(Excerpts from location labeling data)
%%

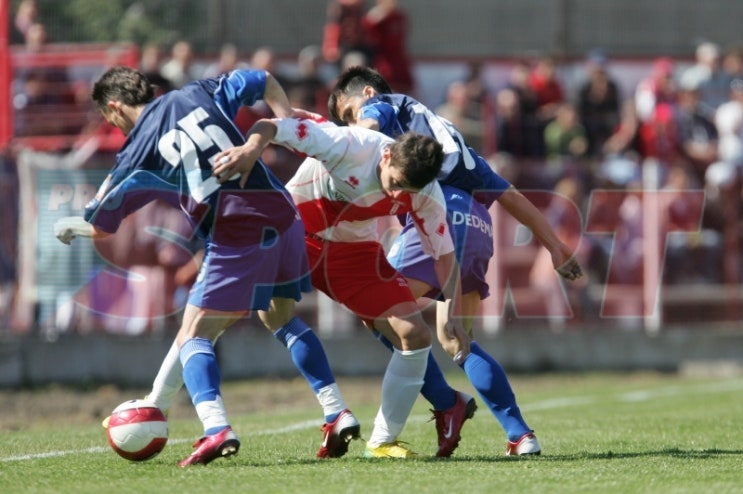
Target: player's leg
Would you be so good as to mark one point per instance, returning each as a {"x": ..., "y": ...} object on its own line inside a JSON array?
[
  {"x": 402, "y": 380},
  {"x": 359, "y": 276},
  {"x": 450, "y": 408},
  {"x": 201, "y": 376},
  {"x": 489, "y": 379},
  {"x": 310, "y": 359}
]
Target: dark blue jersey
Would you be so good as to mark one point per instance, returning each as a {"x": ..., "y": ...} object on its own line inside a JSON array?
[
  {"x": 462, "y": 168},
  {"x": 169, "y": 154}
]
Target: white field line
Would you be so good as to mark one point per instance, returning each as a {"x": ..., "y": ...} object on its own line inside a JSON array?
[{"x": 632, "y": 396}]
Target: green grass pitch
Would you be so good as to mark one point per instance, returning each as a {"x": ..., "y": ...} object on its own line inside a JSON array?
[{"x": 600, "y": 433}]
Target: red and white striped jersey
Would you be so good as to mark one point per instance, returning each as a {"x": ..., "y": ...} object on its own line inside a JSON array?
[{"x": 338, "y": 192}]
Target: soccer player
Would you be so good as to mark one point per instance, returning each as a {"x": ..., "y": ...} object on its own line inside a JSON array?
[
  {"x": 362, "y": 97},
  {"x": 353, "y": 177},
  {"x": 255, "y": 257}
]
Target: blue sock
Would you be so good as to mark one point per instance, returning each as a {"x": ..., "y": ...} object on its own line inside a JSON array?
[
  {"x": 489, "y": 379},
  {"x": 200, "y": 372},
  {"x": 307, "y": 354},
  {"x": 435, "y": 388}
]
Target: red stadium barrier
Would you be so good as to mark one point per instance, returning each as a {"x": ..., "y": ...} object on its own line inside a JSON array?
[{"x": 49, "y": 93}]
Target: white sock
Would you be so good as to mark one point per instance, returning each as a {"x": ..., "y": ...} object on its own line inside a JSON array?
[
  {"x": 169, "y": 380},
  {"x": 400, "y": 387},
  {"x": 331, "y": 400},
  {"x": 212, "y": 413}
]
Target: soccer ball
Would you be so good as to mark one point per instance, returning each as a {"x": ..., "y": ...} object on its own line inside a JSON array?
[{"x": 137, "y": 430}]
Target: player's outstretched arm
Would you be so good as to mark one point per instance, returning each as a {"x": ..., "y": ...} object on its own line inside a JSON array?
[
  {"x": 241, "y": 159},
  {"x": 276, "y": 99},
  {"x": 452, "y": 335},
  {"x": 563, "y": 257},
  {"x": 69, "y": 227}
]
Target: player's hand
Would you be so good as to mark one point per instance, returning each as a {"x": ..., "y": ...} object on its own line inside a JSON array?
[
  {"x": 570, "y": 269},
  {"x": 455, "y": 340},
  {"x": 66, "y": 229},
  {"x": 307, "y": 115},
  {"x": 235, "y": 162}
]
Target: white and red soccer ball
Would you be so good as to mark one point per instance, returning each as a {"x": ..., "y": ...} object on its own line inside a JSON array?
[{"x": 137, "y": 430}]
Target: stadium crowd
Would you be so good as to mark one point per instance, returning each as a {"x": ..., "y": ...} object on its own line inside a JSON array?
[{"x": 578, "y": 133}]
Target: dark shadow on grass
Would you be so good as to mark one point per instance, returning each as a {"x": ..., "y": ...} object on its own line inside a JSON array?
[
  {"x": 240, "y": 462},
  {"x": 608, "y": 455}
]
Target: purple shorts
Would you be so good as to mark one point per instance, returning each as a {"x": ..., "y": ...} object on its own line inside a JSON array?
[
  {"x": 247, "y": 277},
  {"x": 472, "y": 229}
]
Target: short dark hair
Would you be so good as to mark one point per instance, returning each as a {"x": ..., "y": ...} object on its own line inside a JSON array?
[
  {"x": 419, "y": 157},
  {"x": 124, "y": 84},
  {"x": 352, "y": 82}
]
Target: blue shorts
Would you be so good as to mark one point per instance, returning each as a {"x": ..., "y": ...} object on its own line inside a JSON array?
[
  {"x": 248, "y": 277},
  {"x": 472, "y": 229}
]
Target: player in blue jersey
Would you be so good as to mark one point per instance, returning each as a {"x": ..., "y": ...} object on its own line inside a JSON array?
[
  {"x": 362, "y": 97},
  {"x": 255, "y": 258}
]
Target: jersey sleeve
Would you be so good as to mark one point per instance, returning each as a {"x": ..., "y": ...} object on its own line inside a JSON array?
[
  {"x": 120, "y": 195},
  {"x": 326, "y": 142},
  {"x": 384, "y": 113},
  {"x": 240, "y": 88},
  {"x": 429, "y": 217}
]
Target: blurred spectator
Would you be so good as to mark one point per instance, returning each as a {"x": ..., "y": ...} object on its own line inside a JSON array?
[
  {"x": 229, "y": 60},
  {"x": 513, "y": 132},
  {"x": 9, "y": 197},
  {"x": 655, "y": 98},
  {"x": 694, "y": 257},
  {"x": 729, "y": 124},
  {"x": 309, "y": 90},
  {"x": 479, "y": 99},
  {"x": 455, "y": 109},
  {"x": 25, "y": 17},
  {"x": 707, "y": 75},
  {"x": 598, "y": 102},
  {"x": 564, "y": 137},
  {"x": 624, "y": 137},
  {"x": 179, "y": 68},
  {"x": 353, "y": 59},
  {"x": 150, "y": 64},
  {"x": 343, "y": 32},
  {"x": 508, "y": 127},
  {"x": 655, "y": 89},
  {"x": 387, "y": 28},
  {"x": 697, "y": 135},
  {"x": 732, "y": 62},
  {"x": 38, "y": 89},
  {"x": 561, "y": 214}
]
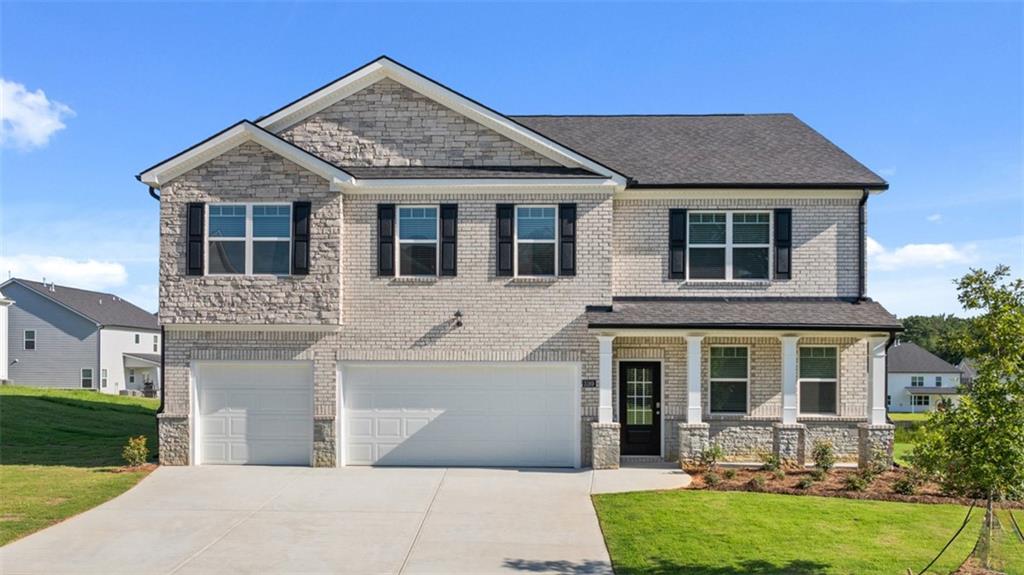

%%

Convert every line of the items above into a Markdown table with the columns Row and Line, placing each line in its own numbered row and omitting blank lines. Leave the pictures out of the answer.

[Correct answer]
| Row | Line |
|---|---|
| 1 | Target: player's leg |
| 2 | Would you be so good as to mark one point per instance, returning each as a {"x": ..., "y": ...} object on its own line inside a JSON array? |
| 3 | [ |
| 4 |   {"x": 402, "y": 380}, |
| 5 |   {"x": 359, "y": 276}, |
| 6 |   {"x": 450, "y": 408}, |
| 7 |   {"x": 201, "y": 376}, |
| 8 |   {"x": 489, "y": 379}, |
| 9 |   {"x": 310, "y": 359} |
| 10 | ] |
| 11 | Target: dark blue jersey |
| 12 | Would you be so good as to mark one point per instance, returning each as a {"x": ..., "y": ...} object on its own line inside a JSON array? |
| 13 | [ |
| 14 |   {"x": 462, "y": 168}, |
| 15 |   {"x": 169, "y": 154} |
| 16 | ] |
| 17 | Target: white field line |
| 18 | Would you be so good as to mark one point per instance, returning each as a {"x": ..., "y": ...} object on its own line inside a JSON array? |
| 19 | [{"x": 632, "y": 396}] |
| 20 | Target: green grass pitch |
| 21 | Would you be so good as to mark one point per instance, returning each as a {"x": ..., "y": ...} object on its own line inside a JSON array? |
| 22 | [{"x": 600, "y": 433}] |
| 23 | Target: red and white striped jersey |
| 24 | Would you be so good as to mark one point per instance, returning each as a {"x": ..., "y": ...} object on its own line inside a JSON array? |
| 25 | [{"x": 338, "y": 192}] |
| 26 | Target: soccer player |
| 27 | Would you be so good as to mark one point per instance, returning each as a {"x": ..., "y": ...} object on its own line inside a JSON array? |
| 28 | [ |
| 29 |   {"x": 362, "y": 97}, |
| 30 |   {"x": 353, "y": 177}, |
| 31 |   {"x": 255, "y": 257} |
| 32 | ] |
| 33 | Target: blue sock |
| 34 | Would you be so good as to mark one point per instance, returning each as a {"x": ..., "y": ...} object on its own line inside a JSON array? |
| 35 | [ |
| 36 |   {"x": 489, "y": 379}, |
| 37 |   {"x": 200, "y": 372}, |
| 38 |   {"x": 307, "y": 354}, |
| 39 |   {"x": 435, "y": 388} |
| 40 | ] |
| 41 | Target: red stadium barrier |
| 42 | Would you be so good as to mark one point per instance, returning each as a {"x": ..., "y": ...} object on its own line inside a JSON array? |
| 43 | [{"x": 49, "y": 93}] |
| 44 | Target: white sock |
| 45 | Would you be so good as to mark one point per instance, returning each as a {"x": ..., "y": ...} object on its own line inside a JSON array? |
| 46 | [ |
| 47 |   {"x": 169, "y": 380}, |
| 48 |   {"x": 400, "y": 387}, |
| 49 |   {"x": 331, "y": 400}, |
| 50 |   {"x": 212, "y": 413} |
| 51 | ] |
| 52 | Target: soccer ball |
| 53 | Would you be so good as to mark one point per instance, returning each as a {"x": ..., "y": ...} object on its own line inside a JSON array? |
| 54 | [{"x": 137, "y": 430}] |
| 55 | Target: player's outstretched arm |
| 56 | Would you be so good as to mark one point per instance, returning each as a {"x": ..., "y": ...} object on its own line inside a JSON array? |
| 57 | [ |
| 58 |   {"x": 241, "y": 159}, |
| 59 |   {"x": 276, "y": 99}, |
| 60 |   {"x": 452, "y": 335}, |
| 61 |   {"x": 563, "y": 257}, |
| 62 |   {"x": 69, "y": 227} |
| 63 | ] |
| 64 | Target: player's hand |
| 65 | Would you be so good as to mark one point per instance, returning each as a {"x": ..., "y": ...} object on its own line inside a JSON array? |
| 66 | [ |
| 67 |   {"x": 570, "y": 269}, |
| 68 |   {"x": 455, "y": 340}, |
| 69 |   {"x": 66, "y": 229}, |
| 70 |   {"x": 307, "y": 115}, |
| 71 |   {"x": 235, "y": 162} |
| 72 | ] |
| 73 | Target: white and red soccer ball |
| 74 | Would you be so good as to mark one point per instance, returning each as a {"x": ..., "y": ...} object on its own line inside a JSON array? |
| 75 | [{"x": 137, "y": 430}] |
| 76 | Target: stadium crowd |
| 77 | Would you be so good as to mark one point per instance, returning each as a {"x": ..., "y": ...} object on its own line inside a JSON array? |
| 78 | [{"x": 578, "y": 133}] |
| 79 | Target: dark shadow on grass |
| 80 | Would you be so good as to mark one point per instance, returning each as a {"x": ..., "y": ...} object on its own line inside a JSON array? |
| 81 | [ |
| 82 |   {"x": 240, "y": 462}, |
| 83 |   {"x": 608, "y": 455} |
| 84 | ] |
| 85 | Target: purple shorts |
| 86 | Would you be so good as to mark one point per instance, returning each as a {"x": ..., "y": ...} object on its own line inside a JSON array? |
| 87 | [ |
| 88 |   {"x": 247, "y": 277}, |
| 89 |   {"x": 472, "y": 229} |
| 90 | ] |
| 91 | Target: short dark hair |
| 92 | Would you be so good as to mark one point per instance, returning each as a {"x": ..., "y": ...} object on its own line inside a JSON array? |
| 93 | [ |
| 94 |   {"x": 419, "y": 157}, |
| 95 |   {"x": 124, "y": 84}, |
| 96 |   {"x": 352, "y": 82} |
| 97 | ] |
| 98 | Target: blue shorts |
| 99 | Would you be so good as to mark one point per instance, returning each as a {"x": ..., "y": ...} object on its own line inside a JSON array? |
| 100 | [ |
| 101 |   {"x": 248, "y": 277}, |
| 102 |   {"x": 472, "y": 229} |
| 103 | ] |
| 104 | Target: player in blue jersey |
| 105 | Would you be so good as to mark one point per instance, returning each as a {"x": ..., "y": ...} object on its own line inside a JSON array? |
| 106 | [ |
| 107 |   {"x": 362, "y": 97}, |
| 108 |   {"x": 255, "y": 258} |
| 109 | ] |
| 110 | Target: jersey sleeve |
| 111 | Would you be so good as to mark one point per instance, returning each as a {"x": ..., "y": ...} object on its own line inside a JSON array? |
| 112 | [ |
| 113 |   {"x": 120, "y": 195}, |
| 114 |   {"x": 326, "y": 142}, |
| 115 |   {"x": 384, "y": 113}, |
| 116 |   {"x": 240, "y": 88}, |
| 117 |   {"x": 429, "y": 217} |
| 118 | ] |
| 119 | Target: blurred spectator |
| 120 | Would you be so good as to mark one point per instance, returning each as a {"x": ..., "y": ...} object on its own line inside a JSON array? |
| 121 | [ |
| 122 |   {"x": 229, "y": 60}, |
| 123 |   {"x": 513, "y": 132}, |
| 124 |   {"x": 9, "y": 197}, |
| 125 |   {"x": 655, "y": 98}, |
| 126 |   {"x": 694, "y": 257}, |
| 127 |   {"x": 729, "y": 124}, |
| 128 |   {"x": 309, "y": 90}, |
| 129 |   {"x": 479, "y": 99}, |
| 130 |   {"x": 455, "y": 109}, |
| 131 |   {"x": 25, "y": 17}, |
| 132 |   {"x": 707, "y": 75}, |
| 133 |   {"x": 598, "y": 102}, |
| 134 |   {"x": 564, "y": 137}, |
| 135 |   {"x": 624, "y": 137}, |
| 136 |   {"x": 179, "y": 68}, |
| 137 |   {"x": 353, "y": 59}, |
| 138 |   {"x": 150, "y": 64}, |
| 139 |   {"x": 343, "y": 32}, |
| 140 |   {"x": 508, "y": 127}, |
| 141 |   {"x": 655, "y": 89}, |
| 142 |   {"x": 387, "y": 28}, |
| 143 |   {"x": 697, "y": 135}, |
| 144 |   {"x": 732, "y": 62}, |
| 145 |   {"x": 38, "y": 89}, |
| 146 |   {"x": 561, "y": 214} |
| 147 | ] |